**TEXT TO READ**:
2008-05-16 Thread jason kirtland

Allen Bierbaum wrote:
 I have just started using column_mapped_collections.
 (http://www.sqlalchemy.org/docs/04/mappers.html#advdatamapping_relation_collections_dictcollections
 
 I must say, these are very powerful and extremely nice when reading
 data.  But I have run into one thing that seems confusing when it
 comes to creating new objects in a session.  Namely, it is possible to
 add data to the mapped dictionary in such a way that the data
 structure is inconsistent and not what it would be when reading the
 same data back.
 
 Using the example from the documentation as a start:
 
 mapper(Item, items_table, properties={
 'notes': relation(Note,
 collection_class=column_mapped_collection(notes_table.c.keyword)),
 })
 
 # ...
 item = Item()
 item.notes['color'] = Note('color', 'blue')   # Set keyword attribute to 
 'color'
 print item.notes['color']
 
 Everything is good here, but what if I did it this way instead
 
 item.notes['not-color'] = Note('color', 'blue')

**Stored data entries**:
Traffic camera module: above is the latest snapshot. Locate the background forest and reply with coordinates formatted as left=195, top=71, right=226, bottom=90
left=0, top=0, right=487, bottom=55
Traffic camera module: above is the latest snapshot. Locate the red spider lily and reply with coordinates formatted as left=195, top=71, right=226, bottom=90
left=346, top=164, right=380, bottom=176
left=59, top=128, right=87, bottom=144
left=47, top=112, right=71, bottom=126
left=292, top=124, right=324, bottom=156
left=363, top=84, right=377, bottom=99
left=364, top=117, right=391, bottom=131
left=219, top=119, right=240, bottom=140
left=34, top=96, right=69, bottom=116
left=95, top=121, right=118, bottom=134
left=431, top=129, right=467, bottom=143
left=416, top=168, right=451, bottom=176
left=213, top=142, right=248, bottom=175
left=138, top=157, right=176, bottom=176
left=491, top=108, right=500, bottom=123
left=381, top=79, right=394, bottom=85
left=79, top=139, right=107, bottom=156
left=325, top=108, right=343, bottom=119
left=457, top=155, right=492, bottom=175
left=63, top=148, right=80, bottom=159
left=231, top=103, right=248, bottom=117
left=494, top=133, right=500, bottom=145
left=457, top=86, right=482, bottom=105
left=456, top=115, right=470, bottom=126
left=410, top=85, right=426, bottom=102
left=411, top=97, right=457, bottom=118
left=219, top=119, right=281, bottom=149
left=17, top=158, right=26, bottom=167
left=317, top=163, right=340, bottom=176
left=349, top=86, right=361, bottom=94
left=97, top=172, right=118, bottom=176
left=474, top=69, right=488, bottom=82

**GIVEN INSTRUCTION**: Please pick up the message about SQLAlchemy's column-mapped collections after its last line and carry it forward.

**RESULT OF THE TASK**:
 This last line is the problem because it has inserted a link to a new
 Note that has a keyword of
 'color' but is showing up in the dictionary as 'not-color'.  If we
 flush all of this and reload from the database using a query, there
 will be no 'not-color' entry in the database.
 
 Anyway, I think this is a bit non-intuitive.  What I propose instead
 is that SA could automatically set the 'keyword' attribute of the Note
 object as part of the process of assigning it to the mapped collection
 dictionary.  This way the insert could look more like:
 
 item.notes['not-color'] = Note(value='blue')
 
 and behind the scenes SA would call:  new Note.keyword = 'not-color'
 
 Any thoughts on this?  Has anyone tried this in the past?

MappedCollection doesn't currently have a mismatch guard on __setitem__ 
(d[key] = val) or setdefault(), but easily could.  There *is* a guard 
protecting against item.notes = {'not-color': Note('color', 'blue')}, so 
that machinery is available and applying it to the other setters is 
straightforward.

Automatically setting the value for the attribute_ and column_mapped 
dict collections would be pretty convenient and DRY.  This is a great 
time to integrate that feature, if you want to try your hand at putting 
together a patch and tests.  If it's not too disruptive to existing 
users it could slide right in as a new feature of 0.5.